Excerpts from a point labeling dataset
————

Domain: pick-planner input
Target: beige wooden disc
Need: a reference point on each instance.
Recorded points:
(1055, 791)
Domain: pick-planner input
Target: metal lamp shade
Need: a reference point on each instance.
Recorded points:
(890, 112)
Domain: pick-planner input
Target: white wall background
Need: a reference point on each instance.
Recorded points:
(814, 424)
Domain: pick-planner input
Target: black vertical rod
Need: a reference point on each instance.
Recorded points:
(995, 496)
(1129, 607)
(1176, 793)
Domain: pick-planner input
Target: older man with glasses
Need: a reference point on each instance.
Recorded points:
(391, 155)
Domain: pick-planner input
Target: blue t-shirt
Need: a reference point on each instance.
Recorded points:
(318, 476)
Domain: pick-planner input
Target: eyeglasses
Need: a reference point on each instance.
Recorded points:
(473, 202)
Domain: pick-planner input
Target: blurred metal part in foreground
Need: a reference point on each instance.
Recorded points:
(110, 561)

————

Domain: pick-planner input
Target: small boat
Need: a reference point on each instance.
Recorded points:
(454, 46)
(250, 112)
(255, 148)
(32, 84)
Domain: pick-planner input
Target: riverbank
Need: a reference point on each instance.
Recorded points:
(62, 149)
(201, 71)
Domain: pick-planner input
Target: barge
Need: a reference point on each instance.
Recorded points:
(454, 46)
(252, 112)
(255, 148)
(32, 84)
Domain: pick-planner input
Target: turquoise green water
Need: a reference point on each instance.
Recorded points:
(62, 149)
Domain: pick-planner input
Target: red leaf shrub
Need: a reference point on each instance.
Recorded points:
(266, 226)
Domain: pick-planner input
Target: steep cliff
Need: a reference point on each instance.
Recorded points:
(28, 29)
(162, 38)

————

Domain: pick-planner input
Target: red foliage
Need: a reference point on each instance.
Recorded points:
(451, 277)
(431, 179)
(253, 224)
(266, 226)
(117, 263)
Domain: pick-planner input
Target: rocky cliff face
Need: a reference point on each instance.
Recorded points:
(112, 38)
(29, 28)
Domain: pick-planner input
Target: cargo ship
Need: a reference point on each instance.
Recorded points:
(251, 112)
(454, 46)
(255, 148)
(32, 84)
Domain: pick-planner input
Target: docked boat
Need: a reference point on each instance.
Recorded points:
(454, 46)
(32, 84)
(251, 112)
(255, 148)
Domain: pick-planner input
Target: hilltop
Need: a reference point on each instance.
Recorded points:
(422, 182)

————

### Task details
Pull out every one of the lines above that has the word "cliff" in it, and copy each one unchanged.

### Written response
Target: steep cliff
Target: rocky cliff face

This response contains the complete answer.